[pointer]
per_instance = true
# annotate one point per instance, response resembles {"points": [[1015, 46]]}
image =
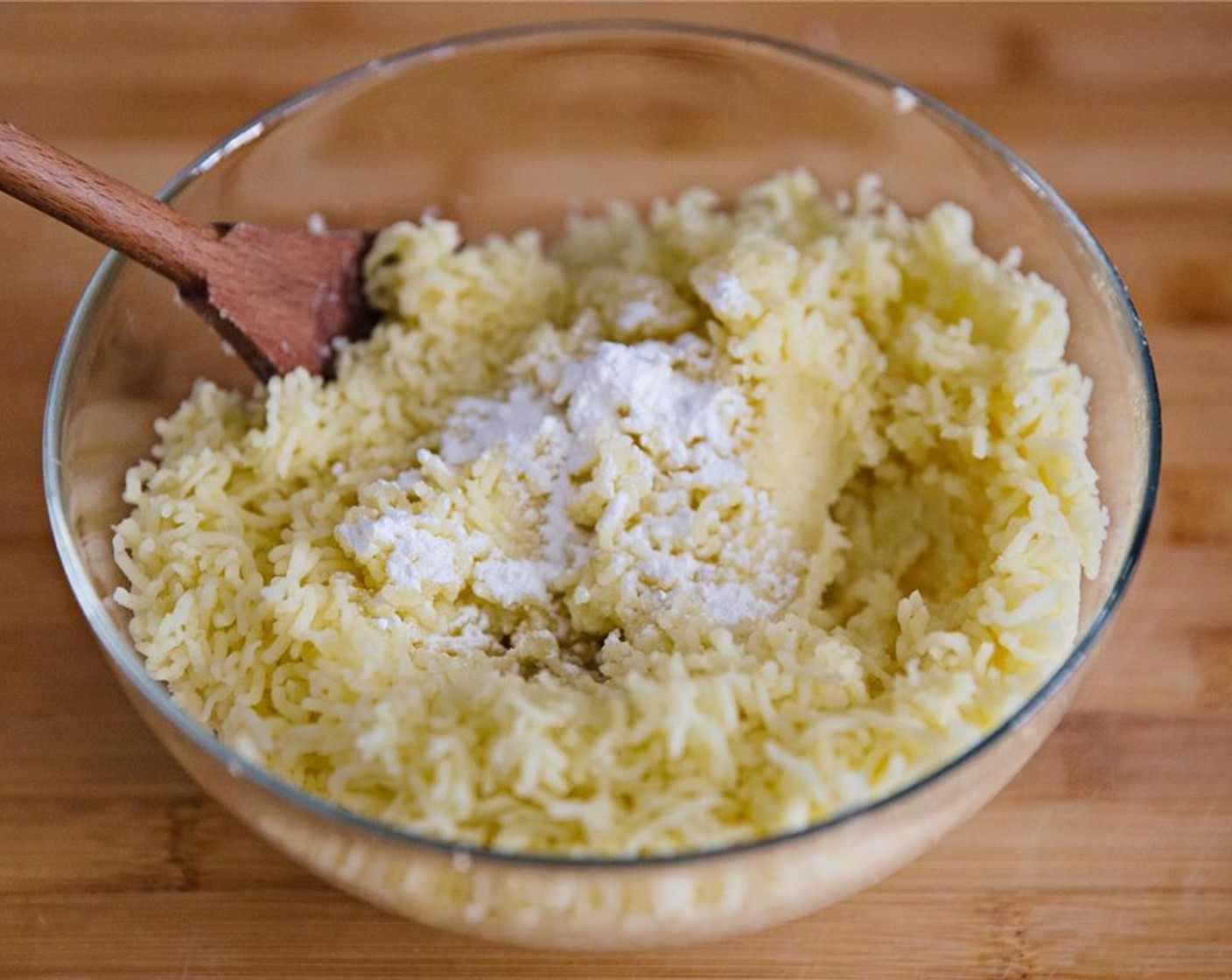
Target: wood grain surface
{"points": [[1109, 857]]}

Task item:
Leave the pictures out and print the whole listing precisely.

Output below:
[pointer]
per_instance = true
# annotate one point per instance, response resembles {"points": [[1015, 46]]}
image =
Target: wood grain surface
{"points": [[1109, 857]]}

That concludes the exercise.